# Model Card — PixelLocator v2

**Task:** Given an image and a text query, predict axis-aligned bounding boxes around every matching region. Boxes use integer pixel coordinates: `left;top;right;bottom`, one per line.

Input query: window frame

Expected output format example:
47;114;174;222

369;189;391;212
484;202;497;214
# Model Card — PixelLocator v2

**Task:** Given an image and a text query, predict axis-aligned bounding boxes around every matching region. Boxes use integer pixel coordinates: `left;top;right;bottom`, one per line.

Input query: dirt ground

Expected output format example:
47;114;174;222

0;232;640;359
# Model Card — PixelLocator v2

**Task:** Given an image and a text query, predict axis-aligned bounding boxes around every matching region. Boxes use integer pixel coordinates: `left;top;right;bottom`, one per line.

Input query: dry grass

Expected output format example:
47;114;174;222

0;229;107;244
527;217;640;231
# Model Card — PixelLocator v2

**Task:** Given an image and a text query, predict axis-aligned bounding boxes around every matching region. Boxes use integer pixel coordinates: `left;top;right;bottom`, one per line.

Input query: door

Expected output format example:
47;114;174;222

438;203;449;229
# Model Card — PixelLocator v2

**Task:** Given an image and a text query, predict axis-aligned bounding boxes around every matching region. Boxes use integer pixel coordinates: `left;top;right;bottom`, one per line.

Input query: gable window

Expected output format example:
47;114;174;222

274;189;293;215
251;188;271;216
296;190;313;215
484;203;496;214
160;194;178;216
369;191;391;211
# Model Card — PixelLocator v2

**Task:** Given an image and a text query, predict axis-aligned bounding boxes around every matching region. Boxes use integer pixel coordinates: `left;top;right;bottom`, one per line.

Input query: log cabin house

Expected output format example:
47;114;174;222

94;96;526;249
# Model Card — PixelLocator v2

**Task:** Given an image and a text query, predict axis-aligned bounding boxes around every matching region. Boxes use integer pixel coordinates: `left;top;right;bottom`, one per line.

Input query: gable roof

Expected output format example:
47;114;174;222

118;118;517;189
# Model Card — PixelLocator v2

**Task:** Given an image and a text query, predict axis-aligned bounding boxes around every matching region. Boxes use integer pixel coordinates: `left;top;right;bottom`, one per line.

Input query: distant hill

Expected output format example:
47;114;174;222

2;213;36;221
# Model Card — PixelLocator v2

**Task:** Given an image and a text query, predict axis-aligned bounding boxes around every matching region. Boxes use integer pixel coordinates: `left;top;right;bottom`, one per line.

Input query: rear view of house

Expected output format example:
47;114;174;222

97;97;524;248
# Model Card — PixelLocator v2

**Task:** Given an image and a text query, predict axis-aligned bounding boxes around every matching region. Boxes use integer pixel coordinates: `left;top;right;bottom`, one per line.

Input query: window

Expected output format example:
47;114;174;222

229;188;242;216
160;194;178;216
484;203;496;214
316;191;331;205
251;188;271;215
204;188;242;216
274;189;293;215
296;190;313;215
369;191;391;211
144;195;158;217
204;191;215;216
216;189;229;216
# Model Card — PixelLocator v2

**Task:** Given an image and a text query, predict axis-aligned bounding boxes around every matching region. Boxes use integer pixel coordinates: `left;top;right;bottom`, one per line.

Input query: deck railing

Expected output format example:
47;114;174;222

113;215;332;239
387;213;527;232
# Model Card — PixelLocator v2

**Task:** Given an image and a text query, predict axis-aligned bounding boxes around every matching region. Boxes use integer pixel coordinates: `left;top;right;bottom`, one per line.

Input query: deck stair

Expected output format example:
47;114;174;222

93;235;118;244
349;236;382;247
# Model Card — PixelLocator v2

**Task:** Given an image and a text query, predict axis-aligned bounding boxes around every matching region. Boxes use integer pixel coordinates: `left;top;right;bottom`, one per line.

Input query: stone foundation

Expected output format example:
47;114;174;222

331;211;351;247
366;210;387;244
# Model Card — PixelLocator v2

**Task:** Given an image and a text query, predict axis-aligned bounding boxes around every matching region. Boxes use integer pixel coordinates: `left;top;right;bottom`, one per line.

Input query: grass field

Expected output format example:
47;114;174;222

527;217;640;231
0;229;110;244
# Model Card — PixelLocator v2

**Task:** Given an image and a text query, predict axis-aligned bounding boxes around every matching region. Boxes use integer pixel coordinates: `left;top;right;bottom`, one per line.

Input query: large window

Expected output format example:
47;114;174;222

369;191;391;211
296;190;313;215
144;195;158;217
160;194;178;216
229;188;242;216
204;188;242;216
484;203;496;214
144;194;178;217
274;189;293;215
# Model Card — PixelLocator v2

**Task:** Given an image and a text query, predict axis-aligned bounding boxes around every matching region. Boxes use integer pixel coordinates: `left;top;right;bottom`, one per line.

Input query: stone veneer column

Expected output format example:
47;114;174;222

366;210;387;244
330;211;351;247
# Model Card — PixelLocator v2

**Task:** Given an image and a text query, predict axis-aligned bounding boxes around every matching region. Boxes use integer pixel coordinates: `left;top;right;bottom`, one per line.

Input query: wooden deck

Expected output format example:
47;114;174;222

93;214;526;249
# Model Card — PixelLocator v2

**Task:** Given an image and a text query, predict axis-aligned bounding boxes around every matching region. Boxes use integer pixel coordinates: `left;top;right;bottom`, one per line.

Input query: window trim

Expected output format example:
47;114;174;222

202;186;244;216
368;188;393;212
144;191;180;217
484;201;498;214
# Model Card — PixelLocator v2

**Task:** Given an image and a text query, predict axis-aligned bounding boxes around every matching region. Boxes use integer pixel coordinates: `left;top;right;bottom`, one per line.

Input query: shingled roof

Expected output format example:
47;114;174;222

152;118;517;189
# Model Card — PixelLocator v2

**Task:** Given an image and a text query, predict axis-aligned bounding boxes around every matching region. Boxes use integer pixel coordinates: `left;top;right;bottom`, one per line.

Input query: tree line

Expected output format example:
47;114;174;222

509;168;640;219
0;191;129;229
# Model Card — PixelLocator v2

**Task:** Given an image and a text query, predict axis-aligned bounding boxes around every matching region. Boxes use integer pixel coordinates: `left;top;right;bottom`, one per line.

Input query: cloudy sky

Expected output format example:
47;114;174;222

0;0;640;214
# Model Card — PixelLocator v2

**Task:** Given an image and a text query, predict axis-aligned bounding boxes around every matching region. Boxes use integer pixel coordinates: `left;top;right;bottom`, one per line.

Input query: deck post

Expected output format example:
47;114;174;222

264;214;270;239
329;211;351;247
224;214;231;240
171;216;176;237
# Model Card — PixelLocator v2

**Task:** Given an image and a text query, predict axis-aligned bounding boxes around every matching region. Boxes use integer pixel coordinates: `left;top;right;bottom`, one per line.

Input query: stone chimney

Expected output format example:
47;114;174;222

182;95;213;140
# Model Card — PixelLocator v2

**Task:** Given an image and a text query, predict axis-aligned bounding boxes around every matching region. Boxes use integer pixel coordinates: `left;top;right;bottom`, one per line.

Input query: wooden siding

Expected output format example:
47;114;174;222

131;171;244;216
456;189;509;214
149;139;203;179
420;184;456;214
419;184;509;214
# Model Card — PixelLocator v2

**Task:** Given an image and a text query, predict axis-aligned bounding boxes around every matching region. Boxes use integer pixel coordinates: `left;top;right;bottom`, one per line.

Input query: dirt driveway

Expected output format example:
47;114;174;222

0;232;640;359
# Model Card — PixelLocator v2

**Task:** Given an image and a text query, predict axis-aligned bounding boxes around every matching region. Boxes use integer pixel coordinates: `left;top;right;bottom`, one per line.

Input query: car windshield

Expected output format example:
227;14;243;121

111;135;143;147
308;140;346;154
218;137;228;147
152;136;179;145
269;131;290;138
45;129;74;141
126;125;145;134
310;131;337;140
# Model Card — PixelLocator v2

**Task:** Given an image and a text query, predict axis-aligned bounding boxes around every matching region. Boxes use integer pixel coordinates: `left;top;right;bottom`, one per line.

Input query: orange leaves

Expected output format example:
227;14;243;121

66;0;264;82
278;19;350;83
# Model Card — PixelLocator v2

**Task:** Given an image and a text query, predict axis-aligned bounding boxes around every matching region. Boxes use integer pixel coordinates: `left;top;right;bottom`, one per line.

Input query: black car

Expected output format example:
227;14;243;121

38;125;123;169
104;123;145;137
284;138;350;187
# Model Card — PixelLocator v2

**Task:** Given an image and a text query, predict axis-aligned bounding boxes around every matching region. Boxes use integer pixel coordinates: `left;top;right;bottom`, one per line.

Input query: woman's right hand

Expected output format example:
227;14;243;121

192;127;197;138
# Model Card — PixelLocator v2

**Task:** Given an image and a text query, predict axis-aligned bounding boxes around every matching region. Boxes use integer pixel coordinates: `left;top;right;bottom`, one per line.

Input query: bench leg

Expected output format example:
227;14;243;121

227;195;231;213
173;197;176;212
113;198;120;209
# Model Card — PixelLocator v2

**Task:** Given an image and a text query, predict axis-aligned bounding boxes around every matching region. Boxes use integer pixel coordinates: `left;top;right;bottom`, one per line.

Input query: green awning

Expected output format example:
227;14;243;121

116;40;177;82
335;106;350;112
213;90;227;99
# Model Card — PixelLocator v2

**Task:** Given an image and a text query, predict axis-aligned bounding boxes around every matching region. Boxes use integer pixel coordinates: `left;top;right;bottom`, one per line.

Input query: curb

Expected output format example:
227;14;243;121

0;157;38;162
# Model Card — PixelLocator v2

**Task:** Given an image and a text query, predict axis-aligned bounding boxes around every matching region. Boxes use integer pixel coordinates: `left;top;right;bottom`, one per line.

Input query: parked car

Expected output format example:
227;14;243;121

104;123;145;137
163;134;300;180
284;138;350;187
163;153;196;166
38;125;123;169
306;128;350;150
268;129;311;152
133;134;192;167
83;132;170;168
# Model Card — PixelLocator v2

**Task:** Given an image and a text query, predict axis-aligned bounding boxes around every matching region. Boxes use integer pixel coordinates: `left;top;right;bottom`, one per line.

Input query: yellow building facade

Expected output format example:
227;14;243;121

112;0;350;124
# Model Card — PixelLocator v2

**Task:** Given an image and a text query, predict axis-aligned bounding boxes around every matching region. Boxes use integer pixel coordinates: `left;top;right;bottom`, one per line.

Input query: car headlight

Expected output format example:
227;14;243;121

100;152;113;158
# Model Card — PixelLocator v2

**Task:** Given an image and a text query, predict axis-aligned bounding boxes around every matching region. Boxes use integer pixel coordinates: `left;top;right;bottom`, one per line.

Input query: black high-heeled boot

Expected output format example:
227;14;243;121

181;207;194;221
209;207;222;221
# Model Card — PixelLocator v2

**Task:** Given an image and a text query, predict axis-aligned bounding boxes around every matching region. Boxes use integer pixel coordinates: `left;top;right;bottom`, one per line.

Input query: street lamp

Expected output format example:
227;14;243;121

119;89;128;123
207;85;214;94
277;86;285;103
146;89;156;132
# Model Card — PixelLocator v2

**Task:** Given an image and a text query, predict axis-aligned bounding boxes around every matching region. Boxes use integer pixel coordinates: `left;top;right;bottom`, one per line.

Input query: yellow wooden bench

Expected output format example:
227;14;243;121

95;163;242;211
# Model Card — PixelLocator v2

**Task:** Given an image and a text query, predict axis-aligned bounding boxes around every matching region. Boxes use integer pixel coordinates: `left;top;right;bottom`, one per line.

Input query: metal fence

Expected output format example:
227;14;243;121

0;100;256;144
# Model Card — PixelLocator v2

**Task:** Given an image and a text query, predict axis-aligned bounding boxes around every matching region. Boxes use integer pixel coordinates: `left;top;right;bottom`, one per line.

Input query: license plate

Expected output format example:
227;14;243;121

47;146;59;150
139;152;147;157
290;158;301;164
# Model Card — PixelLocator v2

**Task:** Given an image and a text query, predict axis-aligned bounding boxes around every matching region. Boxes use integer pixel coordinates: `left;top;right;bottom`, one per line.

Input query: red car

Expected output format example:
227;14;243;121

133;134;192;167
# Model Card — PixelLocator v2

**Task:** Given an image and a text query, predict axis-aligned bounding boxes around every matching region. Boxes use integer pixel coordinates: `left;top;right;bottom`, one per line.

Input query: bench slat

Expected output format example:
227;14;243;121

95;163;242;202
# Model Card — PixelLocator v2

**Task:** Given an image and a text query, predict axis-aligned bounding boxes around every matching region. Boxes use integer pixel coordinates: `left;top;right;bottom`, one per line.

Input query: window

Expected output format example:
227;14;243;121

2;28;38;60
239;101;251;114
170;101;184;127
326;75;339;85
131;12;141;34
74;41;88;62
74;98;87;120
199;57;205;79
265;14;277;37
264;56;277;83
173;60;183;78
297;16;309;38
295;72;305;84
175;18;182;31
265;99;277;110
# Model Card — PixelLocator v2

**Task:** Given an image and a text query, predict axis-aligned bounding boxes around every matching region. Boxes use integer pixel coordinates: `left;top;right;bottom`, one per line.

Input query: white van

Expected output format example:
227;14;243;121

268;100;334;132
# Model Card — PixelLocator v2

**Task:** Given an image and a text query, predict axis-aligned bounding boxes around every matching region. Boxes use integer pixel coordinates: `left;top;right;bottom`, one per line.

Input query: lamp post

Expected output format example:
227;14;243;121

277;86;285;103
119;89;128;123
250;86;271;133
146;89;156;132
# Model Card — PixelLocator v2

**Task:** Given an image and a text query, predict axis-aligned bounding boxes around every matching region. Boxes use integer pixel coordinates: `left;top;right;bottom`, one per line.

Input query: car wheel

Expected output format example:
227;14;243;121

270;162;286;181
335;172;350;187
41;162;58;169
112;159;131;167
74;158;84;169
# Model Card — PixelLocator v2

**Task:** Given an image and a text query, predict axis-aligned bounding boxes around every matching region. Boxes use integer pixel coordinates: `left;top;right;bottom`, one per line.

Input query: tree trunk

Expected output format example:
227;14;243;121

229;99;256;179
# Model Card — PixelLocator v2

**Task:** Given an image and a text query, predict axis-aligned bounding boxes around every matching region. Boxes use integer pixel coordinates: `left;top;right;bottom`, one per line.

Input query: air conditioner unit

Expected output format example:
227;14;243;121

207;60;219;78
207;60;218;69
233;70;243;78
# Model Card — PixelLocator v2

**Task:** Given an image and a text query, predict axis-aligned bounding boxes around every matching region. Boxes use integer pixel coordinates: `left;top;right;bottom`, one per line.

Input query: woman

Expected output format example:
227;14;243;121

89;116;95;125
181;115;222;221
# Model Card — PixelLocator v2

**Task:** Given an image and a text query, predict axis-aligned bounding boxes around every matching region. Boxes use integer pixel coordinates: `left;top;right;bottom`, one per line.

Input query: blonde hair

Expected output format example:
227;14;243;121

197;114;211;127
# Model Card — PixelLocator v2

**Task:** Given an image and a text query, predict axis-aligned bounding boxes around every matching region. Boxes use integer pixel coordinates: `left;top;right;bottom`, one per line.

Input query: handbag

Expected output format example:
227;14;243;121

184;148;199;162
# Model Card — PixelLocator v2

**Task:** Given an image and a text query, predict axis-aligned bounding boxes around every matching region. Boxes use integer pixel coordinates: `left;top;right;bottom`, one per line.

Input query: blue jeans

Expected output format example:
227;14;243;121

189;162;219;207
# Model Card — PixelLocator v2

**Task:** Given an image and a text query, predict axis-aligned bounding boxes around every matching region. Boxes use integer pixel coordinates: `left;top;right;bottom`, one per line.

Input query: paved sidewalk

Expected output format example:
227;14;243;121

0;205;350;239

= = =

(SET PROBLEM) How many lines in the material above contain the string "stone"? Reply with the number only.

(WRITTEN REPLY) 3